- **DOCUMENT TEXT**
<<<<

# Asking a girl to formal...



## abr71310 (Apr 8, 2009)

Formal = Prom, for those that don't know.
Yes, it seems dumb, but I'm stuck, and all of my friends are girlfriend-less nerds (none of which cube).

The girl I want to ask though cubes (she's not too fast, I'd say a few minutes, but she looks so cute solving it XD -- she uses two methods, one that's basically LBL and 6LLL, the other that's MUCH faster, like Keyhole + PLL --> OLL, but she claims both are "beginner methods" her friend taught her), but I mean, it's hard to try and ask someone out when they're two grades younger than you and the only place you know them from is a sports team... Especially when you've only really talked for maybe a few hours OUTSIDE of badminton...

Story behind the last sentence:
Basically we have had practices really early in the morning on Tuesdays, which, for our school at least, is a delayed start, classes start at 10:05am; Badminton practice goes from 7:00am to 8:30am, so there's a time lapse between end of practice and classes.

The way I met her was that I was walking back towards my car and I noticed that she was sitting sort of awkwardly alone (to get to my car I basically have to pass RIGHT by her, and she looks REALLY lonely), so I approached her and asked if she wanted company (I don't have ANY of my school stuff on me, plus I have to drive home and get my brother, get my school bag and stuff, and come back before 10 -- I live about 10 minute drive away), and she of course said "sure".

That basically went on for three or four weeks, we'd just talk about a lot of things, and I almost always had a cube on me... xD -- We went to badminton games and I always lent her a cube to play with on the bus on the way there, since there's nothing really to do until we got there...

She and I used to rally a lot after games, since neither of us had much to do, and after a home game a few weeks back we just basically sat in the gym (she was doing history, and I was basically LOVING my time explaining to her the Battle of the Atlantic) and talked until 5pm (our games ended around 3:30pm?? -- one school didn't show up for the tri-meet )

I think two or three weeks ago I gave her my white YUGA since the cubes she has are all crappy unlubed dollar store cubes, and I felt bad because I have like 15 cubes that are decent, so I stuffed one in her bag (conspicuously) and told her she could have it  (she told me on MSN a few nights later that the stickers were peeling, so I offered to resticker it, and she said she instead put animal stickers that she had from when she was a kid on them)

Usually I'm the first one to start talking on MSN since there's nothing really to start a topic about, so I always ask how she's doing and stuff like that...

What the heck do I do? Regionals for that sports team (BADMINTON!!!) was yesterday and Monday, but I'm a really bad conversation-starter, and I run out of things to say VERY quickly when I'm nervous.

>>>>

- **INFORMATION SHOWN**
<<<<

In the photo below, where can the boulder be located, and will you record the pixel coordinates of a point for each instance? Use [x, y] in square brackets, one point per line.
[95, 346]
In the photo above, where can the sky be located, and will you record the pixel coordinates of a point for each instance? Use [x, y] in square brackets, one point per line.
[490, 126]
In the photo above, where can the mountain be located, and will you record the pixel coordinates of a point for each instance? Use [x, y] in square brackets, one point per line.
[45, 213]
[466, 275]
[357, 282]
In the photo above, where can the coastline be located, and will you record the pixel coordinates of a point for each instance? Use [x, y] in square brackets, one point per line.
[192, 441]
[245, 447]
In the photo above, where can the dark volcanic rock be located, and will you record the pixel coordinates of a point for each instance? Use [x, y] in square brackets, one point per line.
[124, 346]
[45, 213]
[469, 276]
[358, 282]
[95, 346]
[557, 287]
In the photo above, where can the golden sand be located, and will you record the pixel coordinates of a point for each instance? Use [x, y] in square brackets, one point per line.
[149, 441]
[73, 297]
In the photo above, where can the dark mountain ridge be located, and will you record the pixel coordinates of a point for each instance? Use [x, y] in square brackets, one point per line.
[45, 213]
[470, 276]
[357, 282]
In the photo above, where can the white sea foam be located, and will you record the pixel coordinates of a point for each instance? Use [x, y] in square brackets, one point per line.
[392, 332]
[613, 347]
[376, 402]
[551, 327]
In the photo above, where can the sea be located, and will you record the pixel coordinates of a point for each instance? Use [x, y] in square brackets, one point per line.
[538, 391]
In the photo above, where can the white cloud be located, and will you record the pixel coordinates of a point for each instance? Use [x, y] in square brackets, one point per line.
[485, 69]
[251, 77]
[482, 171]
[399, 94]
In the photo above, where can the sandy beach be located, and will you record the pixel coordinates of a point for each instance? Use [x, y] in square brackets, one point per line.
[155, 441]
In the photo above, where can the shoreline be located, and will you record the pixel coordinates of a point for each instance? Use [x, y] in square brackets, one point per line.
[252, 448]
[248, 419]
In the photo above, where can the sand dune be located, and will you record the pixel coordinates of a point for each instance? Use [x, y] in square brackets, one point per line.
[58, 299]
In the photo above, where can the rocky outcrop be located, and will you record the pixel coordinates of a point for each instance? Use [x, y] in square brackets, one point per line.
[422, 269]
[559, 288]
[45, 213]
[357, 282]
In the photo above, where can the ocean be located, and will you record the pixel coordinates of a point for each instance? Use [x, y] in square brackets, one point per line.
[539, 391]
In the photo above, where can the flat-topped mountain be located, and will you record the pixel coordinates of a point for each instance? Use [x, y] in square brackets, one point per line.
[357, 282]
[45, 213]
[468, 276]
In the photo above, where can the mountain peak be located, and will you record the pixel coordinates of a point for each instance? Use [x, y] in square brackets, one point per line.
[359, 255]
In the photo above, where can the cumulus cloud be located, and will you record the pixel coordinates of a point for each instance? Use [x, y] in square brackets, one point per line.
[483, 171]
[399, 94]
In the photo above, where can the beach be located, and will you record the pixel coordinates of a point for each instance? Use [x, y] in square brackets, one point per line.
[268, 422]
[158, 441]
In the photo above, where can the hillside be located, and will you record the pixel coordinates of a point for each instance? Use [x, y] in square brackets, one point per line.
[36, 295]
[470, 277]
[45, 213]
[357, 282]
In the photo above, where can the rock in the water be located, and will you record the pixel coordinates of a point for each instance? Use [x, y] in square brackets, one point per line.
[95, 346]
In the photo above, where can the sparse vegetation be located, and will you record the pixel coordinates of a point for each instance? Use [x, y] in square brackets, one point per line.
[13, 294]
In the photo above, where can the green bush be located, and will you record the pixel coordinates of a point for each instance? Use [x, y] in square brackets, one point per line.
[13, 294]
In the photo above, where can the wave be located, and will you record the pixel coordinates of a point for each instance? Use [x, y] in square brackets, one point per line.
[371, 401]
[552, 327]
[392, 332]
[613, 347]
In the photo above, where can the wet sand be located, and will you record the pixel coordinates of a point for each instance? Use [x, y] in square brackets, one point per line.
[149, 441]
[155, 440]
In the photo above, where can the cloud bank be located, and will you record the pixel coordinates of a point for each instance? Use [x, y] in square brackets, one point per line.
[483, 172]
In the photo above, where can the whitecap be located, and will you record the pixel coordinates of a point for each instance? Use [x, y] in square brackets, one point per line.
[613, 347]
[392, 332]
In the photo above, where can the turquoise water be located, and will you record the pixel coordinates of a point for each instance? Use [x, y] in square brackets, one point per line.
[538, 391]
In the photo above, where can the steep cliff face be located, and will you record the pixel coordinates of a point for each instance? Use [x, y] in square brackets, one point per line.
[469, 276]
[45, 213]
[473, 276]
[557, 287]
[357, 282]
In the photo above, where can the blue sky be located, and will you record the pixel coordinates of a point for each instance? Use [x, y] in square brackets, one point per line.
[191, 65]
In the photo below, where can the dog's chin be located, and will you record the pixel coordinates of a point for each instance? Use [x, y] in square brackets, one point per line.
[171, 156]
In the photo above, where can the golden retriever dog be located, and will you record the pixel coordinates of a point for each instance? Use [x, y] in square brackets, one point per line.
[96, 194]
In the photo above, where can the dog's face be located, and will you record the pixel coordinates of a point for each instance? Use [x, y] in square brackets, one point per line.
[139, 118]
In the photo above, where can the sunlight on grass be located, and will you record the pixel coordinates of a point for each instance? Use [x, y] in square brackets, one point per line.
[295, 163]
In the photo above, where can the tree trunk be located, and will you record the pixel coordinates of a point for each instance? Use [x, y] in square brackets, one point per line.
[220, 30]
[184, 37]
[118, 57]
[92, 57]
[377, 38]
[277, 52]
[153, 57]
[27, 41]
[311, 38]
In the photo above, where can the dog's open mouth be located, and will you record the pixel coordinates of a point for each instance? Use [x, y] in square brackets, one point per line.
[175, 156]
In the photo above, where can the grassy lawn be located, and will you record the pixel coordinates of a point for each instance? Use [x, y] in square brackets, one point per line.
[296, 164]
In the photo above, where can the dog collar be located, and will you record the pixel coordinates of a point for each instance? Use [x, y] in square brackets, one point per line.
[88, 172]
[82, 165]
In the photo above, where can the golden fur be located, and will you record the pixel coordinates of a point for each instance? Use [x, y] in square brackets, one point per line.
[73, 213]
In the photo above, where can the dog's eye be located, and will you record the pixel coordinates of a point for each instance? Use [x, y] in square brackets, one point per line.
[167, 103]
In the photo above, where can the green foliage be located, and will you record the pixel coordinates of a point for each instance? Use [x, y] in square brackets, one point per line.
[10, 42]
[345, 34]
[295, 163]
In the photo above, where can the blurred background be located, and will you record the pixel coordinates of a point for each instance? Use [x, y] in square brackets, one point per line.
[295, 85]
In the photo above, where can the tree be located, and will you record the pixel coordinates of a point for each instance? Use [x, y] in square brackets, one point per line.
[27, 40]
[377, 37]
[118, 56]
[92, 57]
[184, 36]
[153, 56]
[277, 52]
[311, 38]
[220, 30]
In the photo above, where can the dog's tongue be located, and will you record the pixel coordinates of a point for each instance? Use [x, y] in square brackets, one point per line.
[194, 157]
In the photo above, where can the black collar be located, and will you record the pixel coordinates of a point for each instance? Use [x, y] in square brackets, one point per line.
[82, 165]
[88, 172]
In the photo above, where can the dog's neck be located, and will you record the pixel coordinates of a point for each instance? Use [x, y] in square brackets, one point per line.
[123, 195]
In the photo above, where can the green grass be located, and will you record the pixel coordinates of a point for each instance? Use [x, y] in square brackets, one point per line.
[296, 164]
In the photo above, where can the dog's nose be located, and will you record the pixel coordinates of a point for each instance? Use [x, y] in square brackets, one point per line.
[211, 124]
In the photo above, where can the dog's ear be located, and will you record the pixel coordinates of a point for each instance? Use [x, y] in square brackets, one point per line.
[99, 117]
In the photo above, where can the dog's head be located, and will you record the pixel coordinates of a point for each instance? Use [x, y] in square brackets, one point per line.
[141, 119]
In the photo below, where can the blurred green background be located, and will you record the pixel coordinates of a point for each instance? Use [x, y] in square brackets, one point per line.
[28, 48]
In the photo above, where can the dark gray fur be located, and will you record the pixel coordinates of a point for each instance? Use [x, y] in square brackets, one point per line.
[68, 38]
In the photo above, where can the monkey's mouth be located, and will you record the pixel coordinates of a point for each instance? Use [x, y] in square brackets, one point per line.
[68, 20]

>>>>

- **YOUR GOAL**
In the forum post about asking a girl to formal, what hours does the Tuesday badminton practice run?

- **OUTPUT FOR THIS EXERCISE**
From 7:00am to 8:30am.